Written task: Retype all of the material below verbatim, keeping every line in its original order.
▼
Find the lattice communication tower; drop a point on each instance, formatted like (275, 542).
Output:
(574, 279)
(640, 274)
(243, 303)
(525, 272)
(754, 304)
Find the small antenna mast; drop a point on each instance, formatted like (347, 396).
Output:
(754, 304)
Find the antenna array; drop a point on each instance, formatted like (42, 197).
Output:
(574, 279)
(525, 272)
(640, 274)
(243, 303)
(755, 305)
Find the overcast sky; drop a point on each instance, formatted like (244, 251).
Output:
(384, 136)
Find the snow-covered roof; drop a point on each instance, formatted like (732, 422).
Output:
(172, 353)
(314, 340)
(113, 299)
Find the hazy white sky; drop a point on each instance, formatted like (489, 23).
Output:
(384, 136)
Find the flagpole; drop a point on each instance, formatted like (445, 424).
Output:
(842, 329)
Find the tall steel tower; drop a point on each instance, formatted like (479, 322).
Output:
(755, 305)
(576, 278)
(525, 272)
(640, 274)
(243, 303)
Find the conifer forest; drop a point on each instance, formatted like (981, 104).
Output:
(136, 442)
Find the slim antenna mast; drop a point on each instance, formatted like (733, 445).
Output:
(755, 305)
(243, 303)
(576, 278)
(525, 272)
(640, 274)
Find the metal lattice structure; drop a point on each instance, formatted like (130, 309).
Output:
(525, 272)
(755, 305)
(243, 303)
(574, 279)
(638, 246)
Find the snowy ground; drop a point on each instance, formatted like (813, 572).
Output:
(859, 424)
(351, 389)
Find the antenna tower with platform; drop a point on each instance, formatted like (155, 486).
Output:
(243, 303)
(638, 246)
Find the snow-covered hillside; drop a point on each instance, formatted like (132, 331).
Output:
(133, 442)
▲
Task output:
Find the lattice communication tower; drop a point on each instance, formatted like (275, 542).
Output:
(574, 279)
(640, 274)
(243, 303)
(525, 272)
(754, 304)
Find the small antenna mast; drop a point on each instance, formatted like (347, 396).
Output:
(754, 304)
Find the antenna array; drop a point on each instance, formatted like (42, 197).
Output:
(574, 279)
(525, 272)
(640, 274)
(243, 303)
(755, 305)
Find the overcast sky; drop a point on each instance, formatted like (244, 251).
Output:
(384, 136)
Find the snow-covered roof; drop a point on each instance, formatted like (732, 422).
Output:
(172, 353)
(314, 340)
(113, 299)
Find the hazy white sky; drop a point on each instance, formatted like (489, 23).
Output:
(384, 136)
Find the flagpole; drop a point on each instance, formatted like (445, 424).
Output:
(842, 329)
Find the tall steel tower; drop a point on each instance, formatted like (479, 322).
Output:
(755, 305)
(576, 278)
(525, 272)
(640, 274)
(243, 303)
Find the conifer forest; drop a point on each instance, formatted like (981, 104).
Output:
(136, 442)
Find the slim antenna mast; drop a point on each instance, formatted like (733, 445).
Output:
(755, 305)
(243, 303)
(576, 278)
(525, 272)
(640, 274)
Find the metal lattice structure; drop a point on each instance, formatted like (130, 309).
Output:
(525, 272)
(755, 305)
(243, 303)
(574, 279)
(638, 246)
Find the snowy ground; drop a point on each instance, formatted like (813, 572).
Output:
(859, 424)
(351, 389)
Find the antenna tower with platform; drop a point on each instance, formatted like (155, 486).
Output:
(243, 303)
(638, 246)
Find the snow-covered hillside; drop a point on each instance, formatted like (132, 331).
Output:
(133, 442)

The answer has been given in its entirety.